[REQUIRED TASK]: In the records below, replace every "point_to" with "mark_points" and leave all other text unchanged.
%%
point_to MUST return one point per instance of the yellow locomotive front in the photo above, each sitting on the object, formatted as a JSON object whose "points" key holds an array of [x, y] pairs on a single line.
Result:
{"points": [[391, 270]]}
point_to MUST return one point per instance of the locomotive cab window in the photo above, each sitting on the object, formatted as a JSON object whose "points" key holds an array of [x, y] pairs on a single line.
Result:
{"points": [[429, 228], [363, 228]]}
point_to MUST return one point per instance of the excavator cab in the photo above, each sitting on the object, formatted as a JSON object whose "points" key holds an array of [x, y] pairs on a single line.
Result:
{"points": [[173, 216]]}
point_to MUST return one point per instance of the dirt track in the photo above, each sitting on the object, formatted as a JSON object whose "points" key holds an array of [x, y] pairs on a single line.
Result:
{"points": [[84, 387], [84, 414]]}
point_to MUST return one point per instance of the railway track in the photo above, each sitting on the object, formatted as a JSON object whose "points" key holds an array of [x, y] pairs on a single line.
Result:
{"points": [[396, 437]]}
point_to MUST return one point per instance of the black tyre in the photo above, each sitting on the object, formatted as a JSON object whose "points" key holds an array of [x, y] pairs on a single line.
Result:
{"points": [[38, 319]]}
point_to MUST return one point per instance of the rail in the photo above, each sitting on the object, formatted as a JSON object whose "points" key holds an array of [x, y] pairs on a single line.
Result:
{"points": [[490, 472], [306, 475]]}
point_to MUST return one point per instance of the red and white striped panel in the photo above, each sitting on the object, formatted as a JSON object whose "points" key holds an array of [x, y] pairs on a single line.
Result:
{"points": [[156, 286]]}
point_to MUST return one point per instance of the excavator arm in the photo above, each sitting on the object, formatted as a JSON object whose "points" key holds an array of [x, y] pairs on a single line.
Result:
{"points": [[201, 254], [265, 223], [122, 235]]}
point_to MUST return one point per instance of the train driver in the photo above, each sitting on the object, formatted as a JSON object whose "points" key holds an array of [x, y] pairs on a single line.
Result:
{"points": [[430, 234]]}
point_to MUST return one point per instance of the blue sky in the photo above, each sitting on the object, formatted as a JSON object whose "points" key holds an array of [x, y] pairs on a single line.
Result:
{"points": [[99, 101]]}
%%
[CORRECT OUTPUT]:
mark_points MUST return one point per instance of the yellow locomotive front in the photo above, each sitting on the object, formatted as a JSON object whose "points" key holds an array of [x, y] pairs on a single line.
Result:
{"points": [[391, 270]]}
mark_points MUST return one point per instance of the locomotive cab window in the photo above, each sitting on the object, formatted as a JSON object whose "points" key holds an array of [x, y] pairs on a single line.
Result:
{"points": [[429, 228], [363, 228]]}
mark_points MUST return one point per instance of the excavator cab in the photo above, each sitting on the object, formatted as a JSON object whose "points" key holds an array of [x, y] pairs on a single line.
Result:
{"points": [[173, 216]]}
mark_points MUST return one point per instance of the dirt track in the photo above, each sitting on the object, formatted as a JSON object whose "points" key holds an array of [x, y] pairs on a single line.
Result:
{"points": [[84, 387], [84, 414]]}
mark_points MUST return one point per instance of the railway track in the photo above, each sitting on the object, formatted as a JSON object whose "points" key holds an array of [x, y] pairs on a single line.
Result:
{"points": [[396, 437]]}
mark_points MUST return one point per instance of the black tyre in the photo above, each sitting on the object, formatted as a JSON object whose "points" key holds an array of [x, y] pairs on a single line.
Result:
{"points": [[38, 319]]}
mark_points MUST return one point per instance of the rail in the photo above, each sitting on the object, formatted as a JSON object whose "points" key holds an array of [x, y] pairs on a single line.
Result:
{"points": [[490, 472], [306, 475]]}
mark_points MUST return one point per instance of the red and white striped panel in the photo above, each sitting on the object, formatted as a JSON object whose "points" key holds an array of [x, y] pairs on a single line.
Result:
{"points": [[156, 286]]}
mark_points MUST return one point per instance of the excavator arm in the photo above, each sitting on the object, formatted as a JSON object whose "points" key holds an array of [x, y] pairs on a single line.
Result:
{"points": [[201, 254], [265, 223], [122, 235]]}
mark_points MUST return one point per instance of the train driver in the photo above, each sitting on the object, formatted as a JSON object whose "points" key holds an array of [x, y] pairs on a single line.
Result:
{"points": [[430, 234]]}
mark_points MUST return one point per instance of the blue sky in the photo above, each sitting on the object, formatted as a JSON object whose "points" key holds an array of [x, y] pairs on a single line.
Result:
{"points": [[99, 101]]}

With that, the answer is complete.